About My Data
This data set was collected by S.G. Sani, E.D. Kizilkanat and N. Boyan, in 2005. Its featured in “Stature Estimation Based on Hand Length and Foot Length,” Clinical Anatomy. The data collected has the variables Stature, hand length, and foot length among 80 males and 75 females. The data is simulated to have equal means, SDs, and correlations. I chose for this data set to focus on how hand length and height are correlated
handfoot <- read.csv("https://raw.githubusercontent.com/jaidenneff/sta321/main/stature_hand_foot%20(1).csv", header = TRUE)
#head(diabites)
#dim()
pairs(handfoot, main ="Pair-wise Association: Scatter Plot")
The Pairwise Scatter plot shows that height hand length and foot length all have positive linear relationships.
Handlength <- handfoot$handLen
Height <- handfoot$height
plot(Height, Handlength, pch = 21, col ="red",
main = "Relationship between Height and Hand Length")
When looking a little closer and just using hand length and height in an association graph you can see that the data points have a strong positive linear relationship.
vec.id <- 1:length(Handlength) # vector of observation ID
boot.id <- sample(vec.id, length(Handlength), replace = TRUE) # bootstrap obs ID.
boot.handlength <- Handlength[boot.id] # bootstrap handlegth
boot.height <- Height[boot.id] # corresponding bootstrap height
B <- 1000 # number of bootstrap replicates
# define empty vectors to create a wearhouse for the data
boot.beta0 <- NULL
boot.beta1 <- NULL
## bootstrap regression models loops here
vec.id <- 1:length(Handlength)
for(i in 1:B){
boot.id <- sample(vec.id, length(Handlength), replace = TRUE) # bootstrap obs ID.
boot.handlength <- Handlength[boot.id] # bootstrap handlength
boot.height <- Height[boot.id] # corresponding bootstrap height
## regression
boot.reg <-lm(Handlength[boot.id] ~ Height[boot.id])
boot.beta0[i] <- coef(boot.reg)[1] # bootstrap intercept
boot.beta1[i] <- coef(boot.reg)[2] # bootstrap slope
}
## 95% bootstrap confidence intervals
boot.beta0.ci <- quantile(boot.beta0, c(0.025, 0.975), type = 2)
boot.beta1.ci <- quantile(boot.beta1, c(0.025, 0.975), type = 2)
boot.coef <- data.frame(rbind(boot.beta0.ci, boot.beta1.ci))
names(boot.coef) <- c("2.5%", "97.5%")
kable(boot.coef, caption="Bootstrap confidence intervals of regression coefficients.")
| 2.5% | 97.5% | |
|---|---|---|
| boot.beta0.ci | -29.9115743 | 13.5786098 |
| boot.beta1.ci | 0.1106715 | 0.1368198 |
For this regression model we bootstrap the sample and then find the confidence interval of the regression coefficients. The 95% confidence interval for the bootstrap intercept is (-28.51, 14.953). The 95% confidence interval for the slop is (0.1098,0.13608).

◆ Dataset records ◆
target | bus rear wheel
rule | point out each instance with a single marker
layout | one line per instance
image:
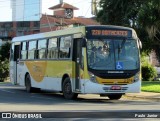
(114, 96)
(67, 90)
(28, 84)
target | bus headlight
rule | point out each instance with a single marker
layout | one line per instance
(137, 77)
(92, 77)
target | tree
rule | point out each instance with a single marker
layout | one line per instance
(119, 12)
(149, 21)
(143, 16)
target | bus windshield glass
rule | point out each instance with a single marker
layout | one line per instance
(112, 54)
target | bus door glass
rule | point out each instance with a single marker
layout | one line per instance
(16, 61)
(78, 56)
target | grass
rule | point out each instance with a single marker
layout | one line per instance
(148, 86)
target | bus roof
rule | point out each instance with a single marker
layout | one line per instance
(68, 31)
(74, 30)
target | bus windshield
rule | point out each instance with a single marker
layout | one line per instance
(112, 54)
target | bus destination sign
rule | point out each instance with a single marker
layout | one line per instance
(109, 33)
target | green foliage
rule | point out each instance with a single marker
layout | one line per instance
(5, 51)
(142, 15)
(148, 72)
(150, 86)
(4, 69)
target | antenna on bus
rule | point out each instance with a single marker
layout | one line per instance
(60, 1)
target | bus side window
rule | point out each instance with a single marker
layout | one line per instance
(23, 50)
(65, 47)
(41, 52)
(32, 49)
(52, 48)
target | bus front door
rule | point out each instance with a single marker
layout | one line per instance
(78, 55)
(14, 63)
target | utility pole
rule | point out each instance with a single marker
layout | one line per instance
(60, 1)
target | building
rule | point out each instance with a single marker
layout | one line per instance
(63, 17)
(26, 10)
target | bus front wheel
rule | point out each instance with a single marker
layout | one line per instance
(114, 96)
(67, 90)
(28, 84)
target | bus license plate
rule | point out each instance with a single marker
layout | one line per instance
(116, 87)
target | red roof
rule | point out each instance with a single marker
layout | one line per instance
(75, 20)
(63, 5)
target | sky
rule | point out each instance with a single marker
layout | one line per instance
(83, 5)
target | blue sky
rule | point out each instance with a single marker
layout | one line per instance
(83, 5)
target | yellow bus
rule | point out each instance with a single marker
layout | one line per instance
(102, 60)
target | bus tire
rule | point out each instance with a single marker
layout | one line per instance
(67, 90)
(28, 84)
(114, 96)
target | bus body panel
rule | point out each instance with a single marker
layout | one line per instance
(48, 73)
(94, 88)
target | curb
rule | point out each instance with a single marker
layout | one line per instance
(142, 97)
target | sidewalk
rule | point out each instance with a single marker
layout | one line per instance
(144, 95)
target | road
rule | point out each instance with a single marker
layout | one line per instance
(15, 98)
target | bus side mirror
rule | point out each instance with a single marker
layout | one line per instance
(139, 43)
(84, 41)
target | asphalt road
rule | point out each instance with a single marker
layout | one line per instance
(14, 98)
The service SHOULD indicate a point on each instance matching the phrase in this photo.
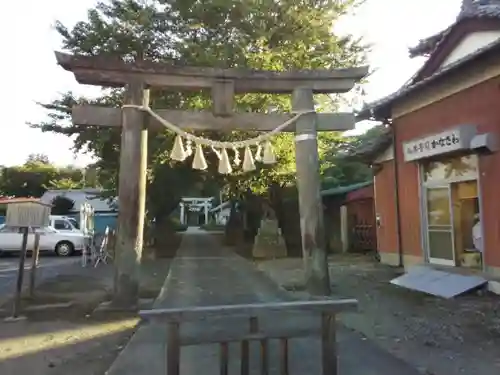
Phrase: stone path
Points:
(204, 274)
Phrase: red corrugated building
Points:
(437, 178)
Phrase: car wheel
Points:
(65, 249)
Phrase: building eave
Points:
(381, 110)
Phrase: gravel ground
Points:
(72, 340)
(438, 336)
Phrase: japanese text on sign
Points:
(439, 142)
(432, 145)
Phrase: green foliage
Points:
(340, 166)
(257, 34)
(62, 205)
(37, 175)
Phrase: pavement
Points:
(49, 266)
(204, 274)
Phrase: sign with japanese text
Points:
(442, 143)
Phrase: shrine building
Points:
(437, 169)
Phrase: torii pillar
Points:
(224, 83)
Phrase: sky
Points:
(30, 74)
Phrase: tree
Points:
(62, 205)
(257, 34)
(37, 175)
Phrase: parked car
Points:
(64, 223)
(63, 243)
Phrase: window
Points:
(456, 168)
(62, 225)
(5, 229)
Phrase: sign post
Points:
(25, 214)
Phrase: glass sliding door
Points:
(440, 226)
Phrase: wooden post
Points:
(20, 274)
(34, 264)
(329, 344)
(132, 198)
(310, 205)
(344, 228)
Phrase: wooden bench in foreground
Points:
(327, 309)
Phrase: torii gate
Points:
(138, 76)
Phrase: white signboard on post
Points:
(455, 139)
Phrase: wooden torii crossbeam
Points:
(138, 76)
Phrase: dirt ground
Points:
(437, 336)
(72, 338)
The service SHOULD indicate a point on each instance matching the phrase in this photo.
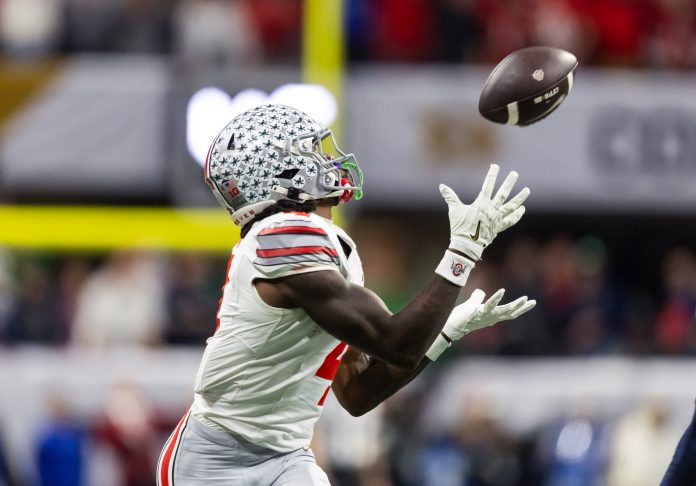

◆ Required action A ◆
In the hand length and height analysis, why does the code set boot.beta0 and boot.beta1 to NULL before the bootstrap loop?
◆ Required action B ◆
According to the hand length and height analysis, how many bootstrap replicates are used?
◆ Required action C ◆
Duplicate the part of the hand length and height analysis that begins at the words "boot.handlength <- Handlength[boot.id] # bootstrap handlegth" and stops after "<-lm(Handlength[boot.id] ~ Height[boot.id])".

◆ Solution A ◆
The code comment says these empty vectors are defined to create a storage place for the data. The loop then fills them with the intercept and slope from each bootstrap regression.

◆ Solution B ◆
1000 bootstrap replicates.

◆ Solution C ◆
boot.handlength <- Handlength[boot.id] # bootstrap handlegth
boot.height <- Height[boot.id] # corresponding bootstrap height
B <- 1000 # number of bootstrap replicates
# define empty vectors to create a wearhouse for the data
boot.beta0 <- NULL
boot.beta1 <- NULL
## bootstrap regression models loops here
vec.id <- 1:length(Handlength)
for(i in 1:B){
boot.id <- sample(vec.id, length(Handlength), replace = TRUE) # bootstrap obs ID.
boot.handlength <- Handlength[boot.id] # bootstrap handlength
boot.height <- Height[boot.id] # corresponding bootstrap height
## regression
boot.reg <-lm(Handlength[boot.id] ~ Height[boot.id])